**Request A**
Answer these questions about the LAIKA Studios article, one answer per line, marked the same way:
(i) In which state is LAIKA based?
(ii) On what date does Kubo and the Two Strings open in theaters?
(iii) Which 1995 film marked Pixar's arrival?

**Document extract**
LAIKA Studios has spent the last decade not only fighting to keep stop motion animation relevant, but also working to take the old school art form to new technical heights — one frame at a time.

In the age of computer animation, the Oregon-based studio has produced several of the best and most beloved animated films of the last ten years: 2009’s Coraline, 2012’s ParaNorman, and most recently, 2014’s The Boxtrolls. Earlier this summer, Inverse visited the set of LAIKA’s next film, Kubo and the Two Strings (in theaters August 19), to take a close look at the process and talk to the creative team that brought to life the studio’s biggest film yet.

Once Pixar burst on to the scene with 1995’s Toy Story, computer animation quickly dominated the field — it was faster, cheaper, and more creatively freeing than anything that came before it. At LAIKA, though, the art of stop motion animation is very much alive. The technique is full of challenges and inherent limitations, but with an army of creatives and a unique hybrid method that blends visual effects and traditional tactile stop motion animation, LAIKA embraces those challenges and removes limitations with some ingenuity and a lot of Tyvek.

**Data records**
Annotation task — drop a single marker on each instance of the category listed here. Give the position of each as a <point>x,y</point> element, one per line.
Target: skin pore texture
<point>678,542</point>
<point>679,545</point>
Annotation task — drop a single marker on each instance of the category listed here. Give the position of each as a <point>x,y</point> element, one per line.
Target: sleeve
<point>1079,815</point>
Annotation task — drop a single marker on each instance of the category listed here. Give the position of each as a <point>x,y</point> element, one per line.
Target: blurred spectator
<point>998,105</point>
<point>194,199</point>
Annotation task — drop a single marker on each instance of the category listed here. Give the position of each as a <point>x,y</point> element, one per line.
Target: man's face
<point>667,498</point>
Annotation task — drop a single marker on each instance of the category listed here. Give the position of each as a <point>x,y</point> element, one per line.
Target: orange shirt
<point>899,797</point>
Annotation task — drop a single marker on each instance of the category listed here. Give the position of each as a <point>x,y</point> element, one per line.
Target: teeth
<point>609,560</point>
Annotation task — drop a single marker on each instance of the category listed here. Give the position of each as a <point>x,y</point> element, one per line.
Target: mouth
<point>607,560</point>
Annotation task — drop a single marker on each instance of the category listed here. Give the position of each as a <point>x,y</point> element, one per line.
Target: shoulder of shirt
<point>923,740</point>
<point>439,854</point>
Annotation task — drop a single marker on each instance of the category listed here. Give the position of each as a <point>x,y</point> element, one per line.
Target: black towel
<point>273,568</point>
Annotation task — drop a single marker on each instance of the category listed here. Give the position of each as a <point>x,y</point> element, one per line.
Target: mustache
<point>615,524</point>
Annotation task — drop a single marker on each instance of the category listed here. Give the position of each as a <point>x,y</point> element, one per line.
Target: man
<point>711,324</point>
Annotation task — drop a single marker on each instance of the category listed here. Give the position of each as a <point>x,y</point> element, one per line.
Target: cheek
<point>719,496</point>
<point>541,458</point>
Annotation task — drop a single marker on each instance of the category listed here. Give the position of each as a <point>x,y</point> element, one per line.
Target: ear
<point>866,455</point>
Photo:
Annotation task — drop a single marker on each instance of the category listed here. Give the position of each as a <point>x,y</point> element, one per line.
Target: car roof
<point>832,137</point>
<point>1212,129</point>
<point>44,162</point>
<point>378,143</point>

**Request B**
Convert everything in the data records, from their first line down to the line containing "<point>609,560</point>", into a JSON list of strings. Make each line one string and omit blank lines.

**Response A**
(i) Oregon
(ii) August 19
(iii) Toy Story

**Response B**
[
  "Annotation task — drop a single marker on each instance of the category listed here. Give the position of each as a <point>x,y</point> element, one per line.",
  "Target: skin pore texture",
  "<point>678,542</point>",
  "<point>679,545</point>",
  "Annotation task — drop a single marker on each instance of the category listed here. Give the position of each as a <point>x,y</point> element, one per line.",
  "Target: sleeve",
  "<point>1079,815</point>",
  "Annotation task — drop a single marker on each instance of the category listed here. Give the position of each as a <point>x,y</point> element, one per line.",
  "Target: blurred spectator",
  "<point>998,105</point>",
  "<point>194,199</point>",
  "Annotation task — drop a single marker on each instance of the category listed here. Give the position of each as a <point>x,y</point> element, one per line.",
  "Target: man's face",
  "<point>667,498</point>",
  "Annotation task — drop a single marker on each instance of the category listed here. Give the position of each as a <point>x,y</point> element, one per line.",
  "Target: orange shirt",
  "<point>899,797</point>",
  "Annotation task — drop a single marker on each instance of the category listed here. Give the position of each as a <point>x,y</point> element, one per line.",
  "Target: teeth",
  "<point>609,560</point>"
]